■ **PASSAGE GIVEN**:
::::::::

How would you, as a writer of both fiction and nonfiction, describe the process (or state of being) in translation?

KH: Over the past six or eight years I've gone from fiction to nonfiction to fiction to nonfiction. For me, the demands of one form relieve those of the other. Last year I finished a nonfiction project about a kid who murdered his family in Oregon, a book that posed a lot of formal problems. There was a huge amount of material to sift through and find what among thousands of details was significant. The challenges of nonfiction have less to do with invention than with making choices. What you choose to reveal about the subject you've chosen. It's a more cerebral process than writing fiction. While fiction is a freer form, you have the problem of coming up with a plot. Fiction relies more heavily on the unconsciousÑyour dreams, your instinctive, intuitive self. I couldn't do one or the other; I love them both.

Your 1997 memoir, The Kiss, is a stunning look at father-daughter incest, and feels quite confessional. How do you incorporate translation when writing about your own life?

::::::::

■ **DATASET SECTION**:
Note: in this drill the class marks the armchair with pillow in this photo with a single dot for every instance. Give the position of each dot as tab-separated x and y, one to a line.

::::::::

■ **TASK TO COMPLETE**: Please write out everything in the interview passage from "KH: Over the" down to "love them both.", switching "cerebral" to "intellectual".

■ **SOLUTION TO THIS TASK**:
KH: Over the past six or eight years I've gone from fiction to nonfiction to fiction to nonfiction. For me, the demands of one form relieve those of the other. Last year I finished a nonfiction project about a kid who murdered his family in Oregon, a book that posed a lot of formal problems. There was a huge amount of material to sift through and find what among thousands of details was significant. The challenges of nonfiction have less to do with invention than with making choices. What you choose to reveal about the subject you've chosen. It's a more intellectual process than writing fiction. While fiction is a freer form, you have the problem of coming up with a plot. Fiction relies more heavily on the unconsciousÑyour dreams, your instinctive, intuitive self. I couldn't do one or the other; I love them both.